Collected data:
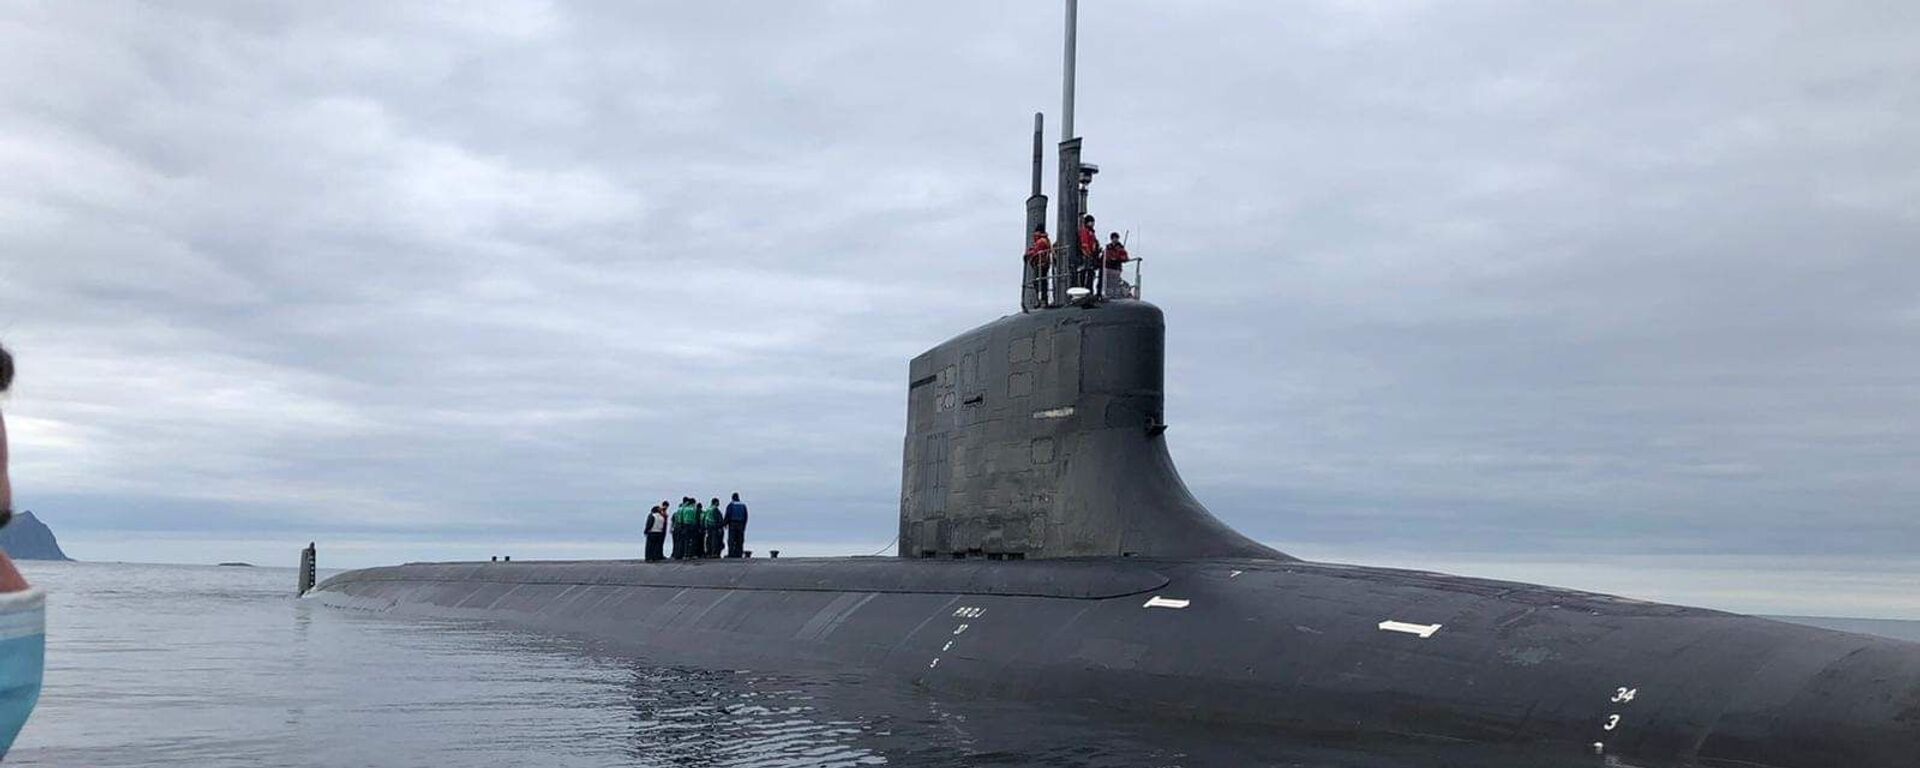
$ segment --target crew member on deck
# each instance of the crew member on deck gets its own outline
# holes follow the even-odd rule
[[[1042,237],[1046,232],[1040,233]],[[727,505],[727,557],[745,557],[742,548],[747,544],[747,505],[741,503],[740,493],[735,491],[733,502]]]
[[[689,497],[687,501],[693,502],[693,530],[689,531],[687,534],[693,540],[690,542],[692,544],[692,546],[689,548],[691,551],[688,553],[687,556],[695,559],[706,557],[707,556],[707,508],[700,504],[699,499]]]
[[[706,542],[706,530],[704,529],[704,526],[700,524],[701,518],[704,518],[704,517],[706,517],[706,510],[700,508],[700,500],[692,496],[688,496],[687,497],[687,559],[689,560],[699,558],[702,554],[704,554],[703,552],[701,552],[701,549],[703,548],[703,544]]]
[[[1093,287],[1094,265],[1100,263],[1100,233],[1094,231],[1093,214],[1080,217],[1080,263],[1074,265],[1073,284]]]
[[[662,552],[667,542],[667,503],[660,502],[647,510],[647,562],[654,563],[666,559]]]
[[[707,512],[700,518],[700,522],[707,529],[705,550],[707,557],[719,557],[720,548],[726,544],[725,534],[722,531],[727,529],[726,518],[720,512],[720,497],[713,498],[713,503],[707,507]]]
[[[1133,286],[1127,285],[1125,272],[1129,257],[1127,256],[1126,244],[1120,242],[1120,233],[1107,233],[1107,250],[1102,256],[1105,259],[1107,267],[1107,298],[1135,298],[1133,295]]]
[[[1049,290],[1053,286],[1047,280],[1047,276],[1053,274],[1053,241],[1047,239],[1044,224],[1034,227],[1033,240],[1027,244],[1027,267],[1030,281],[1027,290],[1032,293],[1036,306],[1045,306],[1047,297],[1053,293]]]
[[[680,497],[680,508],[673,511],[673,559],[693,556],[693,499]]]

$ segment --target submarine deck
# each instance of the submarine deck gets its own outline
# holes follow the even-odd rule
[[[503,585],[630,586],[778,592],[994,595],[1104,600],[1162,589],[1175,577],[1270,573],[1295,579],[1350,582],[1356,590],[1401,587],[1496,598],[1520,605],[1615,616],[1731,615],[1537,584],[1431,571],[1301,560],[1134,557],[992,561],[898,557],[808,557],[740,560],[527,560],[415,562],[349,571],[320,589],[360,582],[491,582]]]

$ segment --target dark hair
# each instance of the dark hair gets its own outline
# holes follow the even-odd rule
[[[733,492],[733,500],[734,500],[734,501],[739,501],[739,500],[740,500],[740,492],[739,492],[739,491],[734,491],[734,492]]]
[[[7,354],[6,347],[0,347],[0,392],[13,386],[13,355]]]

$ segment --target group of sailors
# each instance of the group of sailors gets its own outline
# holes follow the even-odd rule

→ What you should do
Copy each entry above exactly; drop the pictures.

→ Expected answer
$ segment --target crew member on deck
# each instance of the crew member on deck gets its own outline
# holes follow the even-odd rule
[[[1042,237],[1046,232],[1040,233]],[[727,505],[727,557],[745,557],[742,548],[747,544],[747,505],[741,503],[740,493],[735,491],[733,502]]]
[[[689,497],[687,501],[693,502],[693,530],[689,531],[687,534],[693,540],[690,542],[692,544],[692,546],[689,548],[691,551],[688,553],[687,556],[695,559],[706,557],[707,556],[707,508],[700,504],[699,499]]]
[[[706,542],[706,530],[704,529],[704,526],[700,524],[701,518],[704,518],[704,517],[706,517],[706,510],[700,508],[700,500],[692,496],[688,496],[687,497],[687,559],[689,560],[699,558],[702,554],[704,554],[703,552],[701,552],[701,549],[703,548],[703,544]]]
[[[1093,287],[1094,265],[1100,263],[1100,233],[1094,231],[1093,214],[1080,217],[1080,263],[1074,265],[1073,284]]]
[[[662,552],[667,542],[667,503],[660,502],[647,510],[647,562],[654,563],[666,559]]]
[[[707,512],[700,518],[700,522],[707,529],[705,550],[707,557],[719,557],[720,548],[726,544],[725,534],[722,531],[727,529],[726,518],[720,512],[720,497],[713,498],[713,503],[707,507]]]
[[[1133,286],[1127,285],[1125,272],[1129,257],[1127,256],[1126,244],[1120,242],[1120,233],[1107,233],[1107,250],[1102,256],[1105,259],[1107,267],[1107,298],[1135,298],[1133,295]]]
[[[1049,290],[1053,286],[1047,280],[1047,276],[1053,274],[1053,241],[1047,239],[1044,224],[1034,227],[1033,240],[1027,244],[1027,267],[1030,281],[1027,290],[1032,293],[1036,306],[1045,306],[1047,297],[1053,293]]]
[[[680,497],[680,508],[673,511],[673,559],[693,556],[693,499]]]

$ segment --target submarine deck
# each instance of the submarine deck gets its own outline
# holes follow the even-odd rule
[[[503,585],[630,586],[778,592],[994,595],[1104,600],[1162,589],[1175,577],[1270,573],[1295,579],[1350,582],[1356,590],[1401,587],[1496,598],[1520,605],[1615,616],[1731,615],[1537,584],[1431,571],[1301,560],[1134,557],[992,561],[898,557],[808,557],[740,560],[527,560],[415,562],[349,571],[320,589],[360,582],[491,582]]]

$ segment --target dark hair
# each instance of the dark hair gets its own outline
# holes follow the even-odd rule
[[[733,492],[733,500],[734,500],[734,501],[739,501],[739,500],[740,500],[740,492],[739,492],[739,491],[734,491],[734,492]]]
[[[7,354],[6,347],[0,347],[0,392],[13,386],[13,355]]]

$ segment --target group of sailors
# each instance of the group of sailors gets its own outline
# holes follow the even-odd rule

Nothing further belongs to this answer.